The records underneath are to be repeated exactly, with the pictures left out.

◆ ◆ ◆ ◆ ◆

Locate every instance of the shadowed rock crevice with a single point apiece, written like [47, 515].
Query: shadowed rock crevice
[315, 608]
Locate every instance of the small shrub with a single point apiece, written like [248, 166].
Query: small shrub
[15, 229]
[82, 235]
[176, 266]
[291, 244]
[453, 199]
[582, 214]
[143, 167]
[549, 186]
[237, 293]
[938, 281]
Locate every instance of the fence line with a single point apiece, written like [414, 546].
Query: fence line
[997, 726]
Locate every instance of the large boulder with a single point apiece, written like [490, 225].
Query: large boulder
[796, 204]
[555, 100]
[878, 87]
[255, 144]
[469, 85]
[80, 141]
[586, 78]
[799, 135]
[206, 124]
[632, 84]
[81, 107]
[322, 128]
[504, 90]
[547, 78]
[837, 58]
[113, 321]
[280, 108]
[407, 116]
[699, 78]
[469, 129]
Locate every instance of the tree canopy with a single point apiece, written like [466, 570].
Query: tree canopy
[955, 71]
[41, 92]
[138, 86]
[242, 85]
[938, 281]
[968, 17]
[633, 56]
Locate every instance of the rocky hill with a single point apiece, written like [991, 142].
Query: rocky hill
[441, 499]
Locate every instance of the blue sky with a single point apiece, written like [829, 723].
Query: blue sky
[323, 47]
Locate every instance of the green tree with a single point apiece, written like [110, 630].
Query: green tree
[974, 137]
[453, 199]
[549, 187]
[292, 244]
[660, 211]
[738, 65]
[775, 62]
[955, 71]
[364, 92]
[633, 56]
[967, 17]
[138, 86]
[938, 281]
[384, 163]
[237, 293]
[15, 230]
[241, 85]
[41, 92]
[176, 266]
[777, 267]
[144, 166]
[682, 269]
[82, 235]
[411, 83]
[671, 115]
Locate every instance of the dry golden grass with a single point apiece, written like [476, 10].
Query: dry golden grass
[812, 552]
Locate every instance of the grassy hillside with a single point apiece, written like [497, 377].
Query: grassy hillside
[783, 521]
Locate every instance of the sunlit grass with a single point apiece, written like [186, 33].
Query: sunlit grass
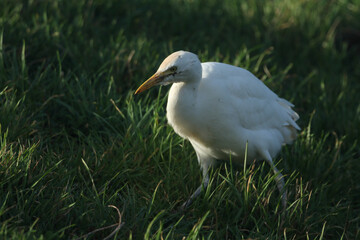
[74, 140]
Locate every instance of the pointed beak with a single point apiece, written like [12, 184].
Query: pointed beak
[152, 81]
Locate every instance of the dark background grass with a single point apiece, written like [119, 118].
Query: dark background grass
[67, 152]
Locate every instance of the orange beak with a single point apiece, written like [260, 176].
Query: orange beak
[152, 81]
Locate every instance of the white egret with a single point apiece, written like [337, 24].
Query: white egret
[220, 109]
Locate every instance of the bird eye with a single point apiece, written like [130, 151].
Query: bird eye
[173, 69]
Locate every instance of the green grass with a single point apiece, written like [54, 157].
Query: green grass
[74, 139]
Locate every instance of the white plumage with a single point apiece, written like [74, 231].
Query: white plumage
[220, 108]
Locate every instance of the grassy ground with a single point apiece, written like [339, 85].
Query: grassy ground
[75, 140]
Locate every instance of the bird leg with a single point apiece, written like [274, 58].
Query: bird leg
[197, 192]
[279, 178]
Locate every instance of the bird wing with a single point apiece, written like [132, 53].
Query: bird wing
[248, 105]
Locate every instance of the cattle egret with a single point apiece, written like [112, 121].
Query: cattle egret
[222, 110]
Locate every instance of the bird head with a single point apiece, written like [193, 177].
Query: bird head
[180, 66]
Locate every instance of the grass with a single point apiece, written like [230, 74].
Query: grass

◆ ◆ ◆ ◆ ◆

→ **Solution to this task**:
Locate every instance of the shadowed rock crevice with a single point apiece, written like [47, 515].
Query: shadowed rock crevice
[315, 608]
Locate every instance of the small shrub with a single point apiece, written like [248, 166].
Query: small shrub
[15, 229]
[82, 235]
[176, 266]
[291, 244]
[453, 199]
[582, 214]
[143, 167]
[549, 186]
[237, 293]
[938, 281]
Locate every instance of the fence line with a single point apiece, written like [414, 546].
Query: fence line
[997, 726]
Locate every instance of the large boulder with a single point apiece, written like [490, 225].
Query: large boulder
[796, 204]
[555, 100]
[878, 87]
[255, 144]
[469, 85]
[80, 141]
[586, 78]
[799, 135]
[206, 124]
[632, 84]
[81, 107]
[322, 128]
[504, 90]
[547, 78]
[837, 58]
[113, 321]
[280, 108]
[407, 116]
[699, 78]
[469, 129]
Locate every instance of the tree canopy with a single point apiece, written like [466, 570].
Query: tree canopy
[955, 71]
[41, 92]
[138, 86]
[242, 85]
[938, 281]
[968, 17]
[633, 56]
Locate every instance of the rocky hill with a single point apiece, written like [991, 142].
Query: rocky hill
[441, 499]
Locate every instance of the blue sky with a single point apiece, written like [829, 723].
Query: blue sky
[323, 47]
Locate every instance of the green tree with a single point apiece, written like [110, 630].
Query: green tree
[974, 137]
[453, 199]
[549, 187]
[292, 244]
[660, 211]
[738, 65]
[775, 62]
[955, 71]
[364, 92]
[633, 56]
[967, 17]
[138, 86]
[938, 281]
[384, 163]
[237, 293]
[15, 230]
[241, 85]
[41, 92]
[176, 266]
[777, 267]
[144, 166]
[682, 269]
[82, 235]
[411, 83]
[671, 115]
Locate every instance of the dry golden grass with a single point apiece, written like [476, 10].
Query: dry golden grass
[812, 552]
Locate every instance of the grassy hillside with a single point apiece, written like [497, 377].
Query: grassy hillside
[783, 521]
Locate every instance of the sunlit grass with a single point apiece, written like [186, 33].
Query: sunlit grass
[74, 140]
Locate every instance of the pointed beak with a single point apiece, written like [12, 184].
Query: pointed beak
[152, 81]
Locate every instance of the dark background grass with a single point apiece, written like [119, 118].
Query: dark background grass
[67, 152]
Locate every instance of the orange beak with a single point apiece, written like [260, 176].
Query: orange beak
[152, 81]
Locate every instance of the white egret with a single point apiece, written like [337, 24].
Query: white egret
[220, 109]
Locate every instance of the bird eye with a single point apiece, written like [130, 151].
Query: bird eye
[173, 69]
Locate every instance of the green grass with a single point apiece, written like [54, 157].
Query: green grass
[74, 139]
Locate every instance of the white plumage with a single point apiece, written like [74, 231].
Query: white plumage
[220, 108]
Locate every instance of the grassy ground with a single point apiece, written like [339, 85].
Query: grassy ground
[75, 140]
Locate every instance of the bird leg with a single point apiece, written like [274, 58].
Query: bird leg
[197, 192]
[279, 178]
Locate every instance of the bird wing with a single point apiece, written like [132, 53].
Query: bird wing
[248, 105]
Locate every instance of the cattle egret with a single point apiece, written like [112, 121].
Query: cattle egret
[222, 110]
Locate every instance of the bird head with a single point apiece, written like [193, 177].
Query: bird head
[180, 66]
Locate every instance of the grass with a single point apiece, written like [230, 74].
Query: grass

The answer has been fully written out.